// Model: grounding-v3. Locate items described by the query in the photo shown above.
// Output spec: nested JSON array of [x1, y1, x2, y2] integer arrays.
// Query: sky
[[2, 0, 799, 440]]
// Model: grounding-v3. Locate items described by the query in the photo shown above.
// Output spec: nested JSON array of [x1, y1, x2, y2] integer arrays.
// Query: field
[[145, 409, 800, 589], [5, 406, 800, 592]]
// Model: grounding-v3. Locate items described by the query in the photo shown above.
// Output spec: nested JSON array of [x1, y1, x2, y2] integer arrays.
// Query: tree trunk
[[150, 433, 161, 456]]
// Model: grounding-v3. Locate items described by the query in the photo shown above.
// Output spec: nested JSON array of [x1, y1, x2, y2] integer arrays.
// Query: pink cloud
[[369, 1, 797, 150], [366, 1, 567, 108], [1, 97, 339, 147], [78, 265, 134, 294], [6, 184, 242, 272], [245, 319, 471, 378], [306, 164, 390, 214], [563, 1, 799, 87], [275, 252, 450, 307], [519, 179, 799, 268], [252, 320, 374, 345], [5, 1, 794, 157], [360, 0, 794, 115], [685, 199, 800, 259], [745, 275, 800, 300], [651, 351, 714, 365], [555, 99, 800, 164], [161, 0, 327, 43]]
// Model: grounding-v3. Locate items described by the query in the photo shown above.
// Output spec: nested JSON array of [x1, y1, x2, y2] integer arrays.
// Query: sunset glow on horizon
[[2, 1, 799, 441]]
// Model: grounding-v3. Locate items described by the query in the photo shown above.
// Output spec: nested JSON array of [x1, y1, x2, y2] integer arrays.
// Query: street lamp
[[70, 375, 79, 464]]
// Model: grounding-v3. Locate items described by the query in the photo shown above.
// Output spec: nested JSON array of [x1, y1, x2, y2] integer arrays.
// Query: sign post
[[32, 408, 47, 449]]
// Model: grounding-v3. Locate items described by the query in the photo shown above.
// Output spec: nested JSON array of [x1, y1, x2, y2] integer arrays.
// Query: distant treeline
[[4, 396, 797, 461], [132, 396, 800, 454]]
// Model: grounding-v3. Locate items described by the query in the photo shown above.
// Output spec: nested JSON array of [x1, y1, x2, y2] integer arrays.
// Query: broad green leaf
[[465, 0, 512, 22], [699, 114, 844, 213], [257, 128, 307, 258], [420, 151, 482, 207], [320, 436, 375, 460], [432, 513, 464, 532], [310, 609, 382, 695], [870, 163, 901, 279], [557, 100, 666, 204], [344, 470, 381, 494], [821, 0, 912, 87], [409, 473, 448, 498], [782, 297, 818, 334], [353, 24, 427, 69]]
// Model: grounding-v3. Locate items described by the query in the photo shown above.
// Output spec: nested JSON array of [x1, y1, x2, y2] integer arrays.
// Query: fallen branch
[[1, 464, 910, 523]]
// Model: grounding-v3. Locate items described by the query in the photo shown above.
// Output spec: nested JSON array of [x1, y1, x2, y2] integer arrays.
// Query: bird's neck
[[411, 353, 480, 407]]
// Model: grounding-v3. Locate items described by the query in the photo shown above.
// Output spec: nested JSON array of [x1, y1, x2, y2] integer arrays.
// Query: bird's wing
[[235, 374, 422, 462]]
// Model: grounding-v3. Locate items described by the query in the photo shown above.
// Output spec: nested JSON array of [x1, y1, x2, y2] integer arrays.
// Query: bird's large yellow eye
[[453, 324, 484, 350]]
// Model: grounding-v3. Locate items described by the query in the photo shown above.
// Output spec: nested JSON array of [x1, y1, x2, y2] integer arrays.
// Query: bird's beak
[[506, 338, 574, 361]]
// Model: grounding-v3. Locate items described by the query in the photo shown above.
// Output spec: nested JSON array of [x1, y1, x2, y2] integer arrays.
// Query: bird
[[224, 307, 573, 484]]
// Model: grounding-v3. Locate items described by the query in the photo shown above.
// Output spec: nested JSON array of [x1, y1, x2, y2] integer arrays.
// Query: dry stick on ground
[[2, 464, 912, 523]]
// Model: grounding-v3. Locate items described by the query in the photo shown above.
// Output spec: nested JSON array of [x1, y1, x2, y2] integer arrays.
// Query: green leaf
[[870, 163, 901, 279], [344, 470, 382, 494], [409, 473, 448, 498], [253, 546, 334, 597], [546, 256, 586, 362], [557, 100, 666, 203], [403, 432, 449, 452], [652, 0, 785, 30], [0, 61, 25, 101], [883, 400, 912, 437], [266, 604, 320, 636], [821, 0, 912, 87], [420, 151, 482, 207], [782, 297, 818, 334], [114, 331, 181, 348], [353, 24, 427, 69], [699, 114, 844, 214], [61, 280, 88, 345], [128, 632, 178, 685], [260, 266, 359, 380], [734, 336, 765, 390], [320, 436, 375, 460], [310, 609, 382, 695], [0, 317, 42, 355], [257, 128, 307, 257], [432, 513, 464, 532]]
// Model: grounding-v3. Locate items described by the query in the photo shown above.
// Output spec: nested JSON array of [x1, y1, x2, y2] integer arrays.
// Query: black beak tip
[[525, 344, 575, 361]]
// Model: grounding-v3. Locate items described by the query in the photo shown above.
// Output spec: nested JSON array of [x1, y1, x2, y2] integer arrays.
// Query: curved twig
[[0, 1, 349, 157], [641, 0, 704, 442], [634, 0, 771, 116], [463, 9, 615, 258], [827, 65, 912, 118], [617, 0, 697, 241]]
——
Copy out every entry exactly.

=== ANSWER SECTION ===
// Model: grounding-v3. Locate items described by the query in the photo shown above.
// Output spec: nested JSON array of [x1, y1, x2, y2] integer arrays.
// Query: sky
[[2, 0, 799, 440]]
// Model: grounding-v3. Locate items described by the query in the photo shown above.
// Output spec: nested JSON array of [x1, y1, x2, y2] integer arrays.
// Query: field
[[145, 409, 800, 589], [5, 406, 800, 592]]
// Model: grounding-v3. Locate items described by the query in the photo shown above.
// Output spec: nested JSON array of [x1, y1, x2, y2] integer arrays.
// Query: tree trunk
[[150, 433, 161, 456]]
// Model: grounding-v3. Locate items described by the query in the photo shown above.
// Output spec: nested JSON array of [x1, y1, x2, y2] integer arrays.
// Query: pink cloud
[[369, 1, 797, 150], [366, 1, 567, 108], [1, 97, 339, 147], [78, 265, 134, 294], [6, 184, 242, 272], [245, 319, 471, 378], [306, 164, 390, 214], [563, 1, 799, 87], [275, 252, 450, 307], [519, 179, 799, 268], [252, 320, 374, 345], [5, 1, 794, 157], [360, 0, 794, 115], [685, 199, 800, 259], [745, 275, 800, 300], [651, 351, 714, 365], [555, 99, 800, 164], [161, 0, 327, 43]]
// Model: grounding-v3. Locate items described by the query in the photo shown above.
// Output spec: nested JSON array of [x1, y1, x2, y2] integer arrays.
// Query: sunset glow on horizon
[[2, 1, 799, 441]]
// Model: grounding-v3. Locate items described by the query in the photo shown above.
// Output spec: nested JSON array of [x1, y1, x2, y2] integer arrays.
// Query: street lamp
[[70, 375, 79, 464]]
// Model: grounding-v3. Locate items described by the query in the photo shown above.
// Output spec: nested JSON array of [x1, y1, x2, y2] integer arrays.
// Query: sign post
[[32, 408, 47, 449]]
// Model: grounding-v3. Locate items described by the query in the photo shown above.
// Output spec: nested JSON array of [x1, y1, x2, y2] integer arrays.
// Query: distant treeline
[[4, 396, 797, 461], [132, 396, 800, 454]]
// Model: grounding-v3. Locate items described by the query in the photo shown above.
// Output spec: nested JSON array of [x1, y1, x2, y2] integer arrays.
// Query: broad green leaf
[[465, 0, 512, 22], [699, 114, 844, 213], [257, 128, 307, 258], [420, 151, 482, 207], [320, 436, 375, 460], [432, 513, 464, 532], [310, 609, 382, 695], [870, 163, 901, 279], [557, 100, 666, 204], [344, 470, 381, 494], [821, 0, 912, 87], [409, 473, 448, 498], [782, 297, 818, 334], [353, 24, 427, 69]]
// Model: grounding-v3. Locate items described by the query in the photo shown above.
// Output spec: nested JSON array of [x1, y1, x2, y2] integer arrays.
// Query: fallen branch
[[1, 464, 910, 523]]
// Model: grounding-v3. Locate items described by the query in the photo shown above.
// Output spec: nested JSON array of [x1, y1, x2, y2] integer arrays.
// Query: bird's neck
[[411, 353, 480, 407]]
// Model: grounding-v3. Locate items described by the query in the photo shown above.
// Output spec: nested JSON array of [x1, y1, x2, y2] integer arrays.
// Query: bird's wing
[[235, 374, 422, 462]]
// Model: grounding-v3. Locate items described by the query in the photo shown above.
// Output spec: nested JSON array of [x1, y1, x2, y2] integer arrays.
// Query: bird's large yellow eye
[[453, 324, 484, 350]]
// Model: grounding-v3. Locate items described by the query in the photo shown above.
// Output spec: nested JSON array of [x1, y1, x2, y2] integer arrays.
// Query: bird's beak
[[506, 338, 574, 361]]
// Model: grounding-v3. Locate items described by the query in the photo shown above.
// Output spec: nested JSON array of [x1, y1, x2, y2] integer arrays.
// Query: bird
[[224, 307, 573, 484]]
// Model: grounding-v3. Locate items described by the query in the photo shown above.
// Output spec: nested JSON array of [x1, y1, x2, y2] integer arrays.
// Query: dry stick on ground
[[2, 464, 912, 523]]
// Model: grounding-v3. Locate items described by the query in the photo shown above.
// Output spec: nested JSON array of [x1, y1, x2, y2] integer arrays.
// Query: green leaf
[[870, 163, 901, 279], [344, 470, 382, 494], [409, 473, 448, 498], [253, 546, 334, 597], [546, 256, 586, 362], [557, 100, 666, 203], [403, 432, 449, 452], [652, 0, 785, 30], [0, 61, 25, 101], [883, 400, 912, 437], [266, 604, 320, 636], [821, 0, 912, 87], [420, 151, 482, 207], [782, 297, 818, 334], [114, 331, 181, 348], [353, 24, 427, 69], [699, 114, 844, 214], [61, 280, 88, 345], [128, 632, 178, 685], [260, 266, 359, 380], [734, 336, 765, 390], [320, 436, 375, 460], [310, 609, 382, 695], [0, 317, 42, 355], [257, 128, 307, 257], [432, 513, 464, 532]]
// Model: grounding-v3. Locate items described by the query in the photo shown above.
// Output spec: nested JSON array of [x1, y1, x2, y2] integer arrays.
// Query: black beak tip
[[525, 344, 575, 361]]
// Model: grounding-v3. Locate items described by the query in the photo shown above.
// Output spec: nested JSON array of [x1, y1, x2, y2] integer arrays.
// Query: curved twig
[[0, 1, 349, 157], [641, 0, 704, 442], [634, 0, 771, 116], [463, 9, 615, 258], [827, 65, 912, 118], [617, 0, 697, 241]]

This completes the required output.